- Text segment:
⟨
Forward-Backward Proximal Splitting

# Forward-Backward Proximal Splitting

This numerical tour presents the Forward-Backward (FB) algorithm to minimize the sum of a smooth and a simple function. It shows an application to sparse-spikes deconvolution.

## Installing toolboxes and setting up the path.

You need to download the following files: signal toolbox and general toolbox.

You need to unzip these toolboxes in your working directory, so that you have toolbox_signal and toolbox_general in your directory.

For Scilab user: you must replace the Matlab comment '%' by its Scilab counterpart '//'.

Recommandation: You should create a text file named for instance numericaltour.sce (in Scilab) or numericaltour.m (in Matlab) to write all the Scilab/Matlab command you want to execute. Then, simply run exec('numericaltour.sce'); (in Scilab) or numericaltour; (in Matlab) to run the commands.

Execute this line only if you are using Matlab.

getd = @(p)path(p,path); % scilab users must *not* execute this


Then you can add the toolboxes to the path.
⟩
- Stated exercise A:
Reproduce the forward-backward splitting tour above in full, word for word.
- Stated exercise B:
In the rows below, take the part that opens with the line containing "[Annotation guideline] Target class: navy" and closes with the line containing "204,220,224,238", and write it out again with "pixel coordinates" replaced by "image coordinates" and nothing else changed. Return only those lines.

(Items listed in a dataset)
⟨
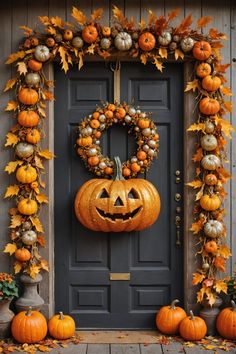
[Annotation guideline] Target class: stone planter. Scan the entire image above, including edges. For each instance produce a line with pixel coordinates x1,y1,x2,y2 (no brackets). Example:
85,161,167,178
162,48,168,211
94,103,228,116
15,274,44,312
0,299,14,339
199,297,223,336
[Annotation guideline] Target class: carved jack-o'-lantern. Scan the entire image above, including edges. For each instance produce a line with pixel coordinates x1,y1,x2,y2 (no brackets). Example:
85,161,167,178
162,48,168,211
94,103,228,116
75,158,160,232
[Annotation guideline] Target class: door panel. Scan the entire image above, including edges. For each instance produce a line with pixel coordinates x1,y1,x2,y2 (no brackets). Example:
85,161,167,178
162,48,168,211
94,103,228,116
55,62,182,328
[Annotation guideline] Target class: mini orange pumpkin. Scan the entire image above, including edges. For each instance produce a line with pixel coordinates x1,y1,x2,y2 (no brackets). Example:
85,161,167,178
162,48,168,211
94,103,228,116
200,194,221,211
17,111,39,128
193,41,212,60
18,87,39,106
82,25,98,44
27,59,43,71
15,248,31,262
156,299,187,334
48,312,75,340
179,311,207,341
26,129,41,144
138,32,156,52
16,165,38,183
11,308,47,344
17,198,38,215
202,75,221,92
199,97,220,115
204,241,218,254
216,300,236,340
196,63,211,78
204,173,218,186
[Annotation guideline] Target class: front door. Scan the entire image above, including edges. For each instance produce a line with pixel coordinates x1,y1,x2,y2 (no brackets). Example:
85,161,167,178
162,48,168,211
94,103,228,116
54,62,183,329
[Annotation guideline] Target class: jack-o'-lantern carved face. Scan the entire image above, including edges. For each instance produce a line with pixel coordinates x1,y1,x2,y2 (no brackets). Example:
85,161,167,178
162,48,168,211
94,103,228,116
75,157,160,232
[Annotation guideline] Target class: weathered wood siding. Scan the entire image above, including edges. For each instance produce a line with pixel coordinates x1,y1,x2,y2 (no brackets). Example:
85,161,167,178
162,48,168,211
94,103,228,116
0,0,236,316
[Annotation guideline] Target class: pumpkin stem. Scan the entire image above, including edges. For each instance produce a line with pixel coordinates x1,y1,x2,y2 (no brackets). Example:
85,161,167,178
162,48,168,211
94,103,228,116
25,306,32,316
59,311,64,320
189,310,195,320
114,156,125,181
170,299,179,310
231,300,236,312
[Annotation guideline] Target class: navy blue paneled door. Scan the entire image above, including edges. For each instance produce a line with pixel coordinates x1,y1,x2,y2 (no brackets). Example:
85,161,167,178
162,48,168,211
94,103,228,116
55,62,183,329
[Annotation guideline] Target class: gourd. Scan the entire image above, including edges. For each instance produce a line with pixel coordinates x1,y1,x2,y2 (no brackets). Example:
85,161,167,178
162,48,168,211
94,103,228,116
11,308,47,344
156,299,187,334
48,312,75,340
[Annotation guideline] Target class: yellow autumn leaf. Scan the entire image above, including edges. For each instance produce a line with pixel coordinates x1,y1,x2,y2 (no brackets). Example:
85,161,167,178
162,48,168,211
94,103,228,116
4,184,20,198
30,216,44,232
187,123,205,132
158,48,168,59
78,52,84,70
218,245,232,258
4,77,17,92
5,101,19,112
4,160,23,175
36,194,48,204
9,214,22,229
186,179,203,189
14,261,22,274
4,133,20,146
175,49,184,60
153,58,164,72
192,273,206,285
38,150,55,160
184,79,198,92
58,46,69,74
3,243,17,256
28,264,41,279
71,6,87,26
5,50,26,64
214,279,227,294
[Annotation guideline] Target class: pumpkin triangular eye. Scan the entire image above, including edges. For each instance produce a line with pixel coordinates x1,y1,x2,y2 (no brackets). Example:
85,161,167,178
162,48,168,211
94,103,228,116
128,188,139,199
99,188,109,198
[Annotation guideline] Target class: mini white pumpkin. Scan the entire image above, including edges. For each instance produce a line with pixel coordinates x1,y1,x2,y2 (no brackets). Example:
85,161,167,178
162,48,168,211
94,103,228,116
158,31,171,46
180,37,194,53
25,73,40,86
34,45,50,62
21,230,37,246
15,143,34,158
100,38,111,50
71,36,84,49
201,134,217,151
201,154,221,171
114,32,132,51
205,120,215,134
204,220,224,238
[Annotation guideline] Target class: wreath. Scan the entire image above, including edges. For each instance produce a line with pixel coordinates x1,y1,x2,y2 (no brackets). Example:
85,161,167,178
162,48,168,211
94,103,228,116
76,103,159,178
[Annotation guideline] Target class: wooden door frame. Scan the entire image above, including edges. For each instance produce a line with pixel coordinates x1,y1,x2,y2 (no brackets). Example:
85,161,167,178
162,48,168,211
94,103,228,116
40,58,197,316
⟩
- Final answer A:
Forward-Backward Proximal Splitting

# Forward-Backward Proximal Splitting

This numerical tour presents the Forward-Backward (FB) algorithm to minimize the sum of a smooth and a simple function. It shows an application to sparse-spikes deconvolution.

## Installing toolboxes and setting up the path.

You need to download the following files: signal toolbox and general toolbox.

You need to unzip these toolboxes in your working directory, so that you have toolbox_signal and toolbox_general in your directory.

For Scilab user: you must replace the Matlab comment '%' by its Scilab counterpart '//'.

Recommandation: You should create a text file named for instance numericaltour.sce (in Scilab) or numericaltour.m (in Matlab) to write all the Scilab/Matlab command you want to execute. Then, simply run exec('numericaltour.sce'); (in Scilab) or numericaltour; (in Matlab) to run the commands.

Execute this line only if you are using Matlab.

getd = @(p)path(p,path); % scilab users must *not* execute this


Then you can add the toolboxes to the path.

- Final answer B:
[Annotation guideline] Target class: navy blue paneled door. Scan the entire image above, including edges. For each instance produce a line with image coordinates x1,y1,x2,y2 (no brackets). Example:
85,161,167,178
162,48,168,211
94,103,228,116
55,62,183,329
[Annotation guideline] Target class: gourd. Scan the entire image above, including edges. For each instance produce a line with image coordinates x1,y1,x2,y2 (no brackets). Example:
85,161,167,178
162,48,168,211
94,103,228,116
11,308,47,344
156,299,187,334
48,312,75,340
[Annotation guideline] Target class: yellow autumn leaf. Scan the entire image above, including edges. For each instance produce a line with image coordinates x1,y1,x2,y2 (no brackets). Example:
85,161,167,178
162,48,168,211
94,103,228,116
4,184,20,198
30,216,44,232
187,123,205,132
158,48,168,59
78,52,84,70
218,245,232,258
4,77,17,92
5,101,19,112
4,160,23,175
36,194,48,204
9,214,22,229
186,179,203,189
14,261,22,274
4,133,20,146
175,49,184,60
153,58,164,72
192,273,206,285
38,150,55,160
184,79,198,92
58,46,69,74
3,243,17,256
28,264,41,279
71,6,87,26
5,50,26,64
214,279,227,294
[Annotation guideline] Target class: pumpkin triangular eye. Scan the entire image above, including edges. For each instance produce a line with image coordinates x1,y1,x2,y2 (no brackets). Example:
85,161,167,178
162,48,168,211
94,103,228,116
128,188,139,199
99,188,109,198
[Annotation guideline] Target class: mini white pumpkin. Scan the entire image above, including edges. For each instance produce a line with image coordinates x1,y1,x2,y2 (no brackets). Example:
85,161,167,178
162,48,168,211
94,103,228,116
158,31,171,46
180,37,194,53
25,73,40,86
34,45,50,62
21,230,37,246
15,143,34,158
100,38,111,50
71,36,84,49
201,134,217,151
201,154,221,171
114,32,132,51
205,120,215,134
204,220,224,238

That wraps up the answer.